— BEGIN SUPPLIED PASSAGE —
- Born: August 11, 1891 Sofia, Bulgaria
- Died: October 10, 1962 (aged 71) Poland
- Occupation: Architect
- Projects: Austrian Embassy, Sofia Hotel Bulgaria with Concert hall Bulgaria, Sofia The Physics and Mathematics faculty building, Sofia The Telephone Palace, Sofia Aleko mountain hostel

= Stancho Belkovski =

Bulgarian architect

Stancho Belkovski (Станчо Белковски, 1891–1962), was a Bulgarian architect.

Belkovski is among the prominent names in the history of the Bulgarian architecture from the beginning and the middle of the 20th century. Some of the landmarks of Sofia were designed by him or with his participation most notably the complex “Bulgaria” at the city centre with a hotel, restaurant and a concert hall. He was the first elected rector (1944–45) of the newly founded Higher Technical School in Sofia which is the predecessor of the University of Architecture, Civil Engineering and Geodesy.

== Biography and career==
Belkovski was born as Stancho Iliev Belkovski on August 11, 1891, in the Bulgarian capital city of Sofia. His parents were teachers. He enrolled architecture at the Technische Hochschule in Charlottenburg (now Technische Universität Berlin), Germany, where he graduated in 1920. After the completion of the institute, he returned to Bulgaria and started working in cooperation with the eminent Bulgarian architect Ivan Vasilyov. From 1925 he briefly worked independently. From 1928 to 1939, Belkovski was a partner with Ivan Danchov, with whom he worked on many of his most famous projects.

In 1944-45, Stancho Belkovski was elected for rector of the Higher Technical School, Sofia where he later established the department of public buildings.

Belkovski died in a train crash during a business trip in 1962 near the city of Kraków, Poland.

== Works ==
- 1923 - Vlado Georgiev house, nowadays the Austrian Embassy, Gladston str. 16, Sofia, (collaboration with Ivan Vasilyov)
— END SUPPLIED PASSAGE —
— BEGIN DATA SHOWN —
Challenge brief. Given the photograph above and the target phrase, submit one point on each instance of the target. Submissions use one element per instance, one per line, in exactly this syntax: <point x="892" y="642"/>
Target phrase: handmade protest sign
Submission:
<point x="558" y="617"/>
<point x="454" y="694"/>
— END DATA SHOWN —
— BEGIN DATA SHOWN —
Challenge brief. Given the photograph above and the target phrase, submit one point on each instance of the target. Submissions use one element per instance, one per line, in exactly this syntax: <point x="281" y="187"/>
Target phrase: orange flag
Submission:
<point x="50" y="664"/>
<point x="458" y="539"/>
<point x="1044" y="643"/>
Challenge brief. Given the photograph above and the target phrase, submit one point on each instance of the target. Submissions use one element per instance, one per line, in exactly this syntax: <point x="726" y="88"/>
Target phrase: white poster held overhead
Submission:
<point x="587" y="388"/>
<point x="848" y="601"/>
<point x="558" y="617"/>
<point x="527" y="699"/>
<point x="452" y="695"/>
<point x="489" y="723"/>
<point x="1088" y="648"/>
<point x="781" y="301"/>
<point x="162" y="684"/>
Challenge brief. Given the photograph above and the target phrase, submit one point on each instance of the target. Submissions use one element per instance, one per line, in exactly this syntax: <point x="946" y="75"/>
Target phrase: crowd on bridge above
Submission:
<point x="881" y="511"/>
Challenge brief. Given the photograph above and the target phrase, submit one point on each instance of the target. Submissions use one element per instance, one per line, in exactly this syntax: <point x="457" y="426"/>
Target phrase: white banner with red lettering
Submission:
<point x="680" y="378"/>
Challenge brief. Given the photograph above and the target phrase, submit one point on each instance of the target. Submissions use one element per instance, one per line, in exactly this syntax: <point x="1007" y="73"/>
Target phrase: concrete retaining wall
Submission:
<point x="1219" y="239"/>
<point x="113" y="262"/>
— END DATA SHOWN —
### YOUR OBJECTIVE
In the Stancho Belkovski page, retype everything from "Belkovski is among" down to "Engineering and Geodesy." with no changes.

### ANSWER BELOW
Belkovski is among the prominent names in the history of the Bulgarian architecture from the beginning and the middle of the 20th century. Some of the landmarks of Sofia were designed by him or with his participation most notably the complex “Bulgaria” at the city centre with a hotel, restaurant and a concert hall. He was the first elected rector (1944–45) of the newly founded Higher Technical School in Sofia which is the predecessor of the University of Architecture, Civil Engineering and Geodesy.